-- START OF PAGE EXCERPT --

There was one other poem that got to me right in the gut. Thankfully P&C offers a safe place for crying, though I don’t think anyone saw that I did. It was Salad Days by TOMÁS Q. MORÍN. (Thanks, Joan!) It made me think of the one thing I’ve been missing for weeks, which is the cooking I’d do with my love who is no longer with me. In fact, I felt him most when I was putting together the cheese board, and I felt him most in this poem, where the drizzling of honey onto turkey bacon comes into play with it’s sweetness, and when there was Light:
It’s all happening now,
you liked to say, and I agreed,
though it was not the news
from the outside I relished,
but the daily Extra! Extra! the light
of the morning brought to my attention
every time we woke in your house
or my house and my heart
— salty, risen — was warm
again in a way it hadn’t been for years.
Organ of passion, organ of righteousness
that has never had a single flavor cross its lips,
how could you know
how much I would miss the honey of those days,
her drizzle of it on the turkey bacon,
my cracking pepper up and down the pan,
the sweet meat of happiness
I would no longer let pass between our teeth.

-- END OF PAGE EXCERPT --
-- START OF EXTRACTED DATA --

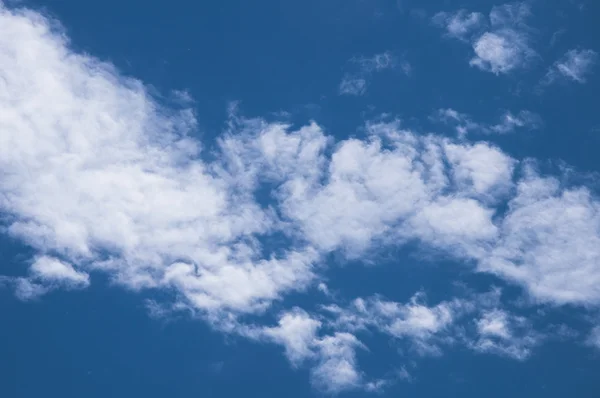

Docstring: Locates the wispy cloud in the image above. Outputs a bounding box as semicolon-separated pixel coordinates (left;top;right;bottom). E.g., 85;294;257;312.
338;51;412;96
431;108;542;137
433;3;536;75
543;49;598;84
433;10;486;41
471;309;541;360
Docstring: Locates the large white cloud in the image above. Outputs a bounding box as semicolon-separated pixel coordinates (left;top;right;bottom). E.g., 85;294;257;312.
0;1;600;392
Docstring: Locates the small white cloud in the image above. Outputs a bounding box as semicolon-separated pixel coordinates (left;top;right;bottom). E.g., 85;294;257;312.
30;256;90;287
470;309;540;360
433;10;485;40
470;30;532;75
263;309;321;365
311;333;368;394
545;49;598;84
324;294;461;355
430;108;542;138
338;51;412;96
489;111;542;134
352;51;398;74
587;326;600;350
339;76;367;95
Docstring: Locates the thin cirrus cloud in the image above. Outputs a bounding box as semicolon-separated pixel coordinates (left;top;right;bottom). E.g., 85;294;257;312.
0;1;600;392
544;49;598;84
433;3;536;75
430;108;542;137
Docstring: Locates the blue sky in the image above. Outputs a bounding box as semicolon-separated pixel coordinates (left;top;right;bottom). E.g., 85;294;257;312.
0;0;600;398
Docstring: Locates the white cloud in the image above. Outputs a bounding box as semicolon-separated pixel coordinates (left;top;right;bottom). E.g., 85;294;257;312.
0;1;600;392
339;75;367;95
470;30;531;75
545;49;598;84
324;293;463;355
431;108;542;138
263;309;321;365
0;1;318;312
352;51;399;74
489;111;542;134
481;170;600;304
433;3;536;75
311;333;364;393
433;10;485;40
470;309;541;360
338;51;412;96
588;326;600;350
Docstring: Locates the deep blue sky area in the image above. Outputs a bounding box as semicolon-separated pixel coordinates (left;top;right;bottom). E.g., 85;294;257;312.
0;0;600;398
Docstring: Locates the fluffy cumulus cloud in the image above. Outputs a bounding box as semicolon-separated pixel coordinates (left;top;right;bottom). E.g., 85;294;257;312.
338;51;412;96
433;3;536;75
0;1;600;392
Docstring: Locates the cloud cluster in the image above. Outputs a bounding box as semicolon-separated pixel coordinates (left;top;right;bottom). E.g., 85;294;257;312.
0;2;600;392
433;3;536;75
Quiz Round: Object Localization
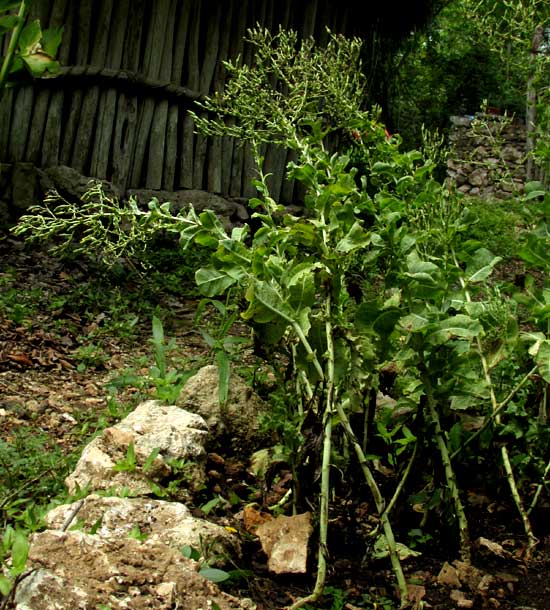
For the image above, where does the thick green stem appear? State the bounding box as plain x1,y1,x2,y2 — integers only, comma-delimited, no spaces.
451,366,538,460
453,252,538,559
421,371,471,563
0,0,28,97
384,441,418,515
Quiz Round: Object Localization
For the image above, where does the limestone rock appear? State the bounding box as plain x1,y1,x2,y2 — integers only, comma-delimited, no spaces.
15,530,255,610
65,400,208,495
176,365,267,450
256,513,313,574
12,163,41,211
44,494,241,566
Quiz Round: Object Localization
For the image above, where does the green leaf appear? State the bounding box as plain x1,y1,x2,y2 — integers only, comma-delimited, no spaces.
466,248,502,283
399,313,430,333
19,19,42,55
153,315,164,345
284,262,321,311
180,544,201,561
0,14,19,34
0,0,21,12
200,496,223,515
242,280,297,324
216,350,231,405
428,314,483,345
336,222,370,252
143,447,160,472
199,568,229,582
21,52,59,77
42,26,63,57
195,266,237,297
0,574,13,597
518,233,550,270
535,339,550,383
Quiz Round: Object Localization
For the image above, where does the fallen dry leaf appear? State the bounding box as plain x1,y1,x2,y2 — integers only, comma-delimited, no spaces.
476,536,512,559
437,562,461,587
451,589,474,608
243,506,273,534
256,512,313,574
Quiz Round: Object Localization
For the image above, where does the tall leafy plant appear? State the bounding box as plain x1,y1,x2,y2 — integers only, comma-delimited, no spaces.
11,29,548,609
0,0,63,94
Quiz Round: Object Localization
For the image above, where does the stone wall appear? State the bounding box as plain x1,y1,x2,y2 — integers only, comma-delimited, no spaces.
447,114,526,199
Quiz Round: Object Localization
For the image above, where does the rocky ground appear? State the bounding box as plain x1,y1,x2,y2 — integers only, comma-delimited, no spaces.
0,237,550,610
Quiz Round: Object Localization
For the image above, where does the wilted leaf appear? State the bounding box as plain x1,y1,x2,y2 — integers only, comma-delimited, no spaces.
19,19,42,55
336,222,370,252
466,248,502,283
195,266,236,297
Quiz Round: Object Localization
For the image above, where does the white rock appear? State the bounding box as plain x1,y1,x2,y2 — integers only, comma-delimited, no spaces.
65,400,208,495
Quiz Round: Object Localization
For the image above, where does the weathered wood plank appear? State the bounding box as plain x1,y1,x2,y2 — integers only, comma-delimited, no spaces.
178,114,195,189
207,0,235,193
42,0,71,167
8,85,34,161
179,0,202,188
122,0,145,72
163,1,191,191
71,0,113,173
193,113,208,189
280,150,296,204
0,89,15,161
112,93,137,192
90,0,131,178
199,0,221,93
25,89,51,165
61,0,92,165
130,0,170,188
222,0,248,197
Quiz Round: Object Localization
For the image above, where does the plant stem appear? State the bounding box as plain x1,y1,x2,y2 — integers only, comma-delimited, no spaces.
453,252,538,559
421,370,471,563
336,400,408,606
527,462,550,515
0,0,28,98
384,441,418,515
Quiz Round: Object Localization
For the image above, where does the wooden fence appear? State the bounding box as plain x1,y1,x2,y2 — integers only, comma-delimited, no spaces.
0,0,374,202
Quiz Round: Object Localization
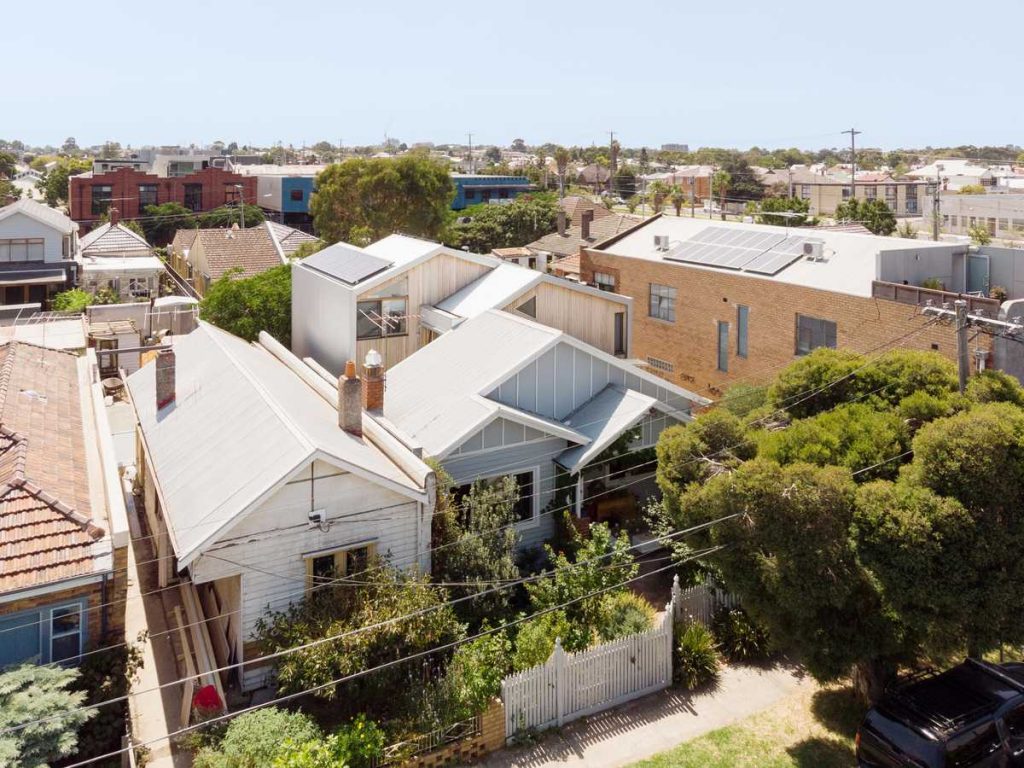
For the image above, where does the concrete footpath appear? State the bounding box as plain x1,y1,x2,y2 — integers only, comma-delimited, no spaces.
479,667,814,768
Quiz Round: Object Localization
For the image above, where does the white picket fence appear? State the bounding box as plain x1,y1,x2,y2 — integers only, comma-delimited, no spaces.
502,578,737,738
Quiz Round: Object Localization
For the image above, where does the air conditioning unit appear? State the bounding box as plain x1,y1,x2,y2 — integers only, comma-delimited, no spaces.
804,241,825,261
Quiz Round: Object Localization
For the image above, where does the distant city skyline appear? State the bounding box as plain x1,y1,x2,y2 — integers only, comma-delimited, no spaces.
9,0,1024,150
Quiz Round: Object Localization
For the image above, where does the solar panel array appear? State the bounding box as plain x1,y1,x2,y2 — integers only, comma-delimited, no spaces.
302,243,392,286
665,226,811,274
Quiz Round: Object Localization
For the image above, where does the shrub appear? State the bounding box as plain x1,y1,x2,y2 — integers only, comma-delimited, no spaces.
194,707,321,768
672,622,720,690
597,592,655,642
711,608,770,662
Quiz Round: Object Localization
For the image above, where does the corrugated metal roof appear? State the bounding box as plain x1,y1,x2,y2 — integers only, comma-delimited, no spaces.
436,264,544,317
127,323,423,565
555,386,657,474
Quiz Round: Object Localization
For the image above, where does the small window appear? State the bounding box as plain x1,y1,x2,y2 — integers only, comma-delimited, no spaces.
797,314,836,354
718,321,729,373
649,283,676,323
736,304,751,357
50,605,82,662
594,272,615,292
515,296,537,319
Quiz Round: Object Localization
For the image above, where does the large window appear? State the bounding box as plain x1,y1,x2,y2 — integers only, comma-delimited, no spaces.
736,304,751,357
92,184,114,216
185,184,203,211
138,184,160,211
0,238,46,263
455,468,539,523
305,542,377,589
797,314,836,354
355,297,409,339
650,283,676,323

-- END OF EXTRACTED DATA --

-- WORK INSTRUCTIONS --
a - Answer these from the Salad Days excerpt, one per line:
(i) Who wrote the poem "Salad Days"?
(ii) While doing what task did the writer feel the missing loved one most?
(iii) In the poem, what does the speaker crack up and down the pan?
b - In one to three sentences, explain why the poem "Salad Days" moved the writer, according to the Salad Days excerpt.
c - Reproduce part of the Salad Days excerpt word for word. Begin at the words "Organ of passion, organ" and stop after "between our teeth.".

-- FINAL ANSWERS --
a -
(i) Tomás Q. Morín
(ii) Putting together the cheese board
(iii) Pepper

b - The poem made the writer think of the cooking they used to do with their love, who is no longer with them, which they had been missing for weeks. The honey drizzled onto turkey bacon in the poem made them feel him most.

c -
Organ of passion, organ of righteousness
that has never had a single flavor cross its lips,
how could you know
how much I would miss the honey of those days,
her drizzle of it on the turkey bacon,
my cracking pepper up and down the pan,
the sweet meat of happiness
I would no longer let pass between our teeth.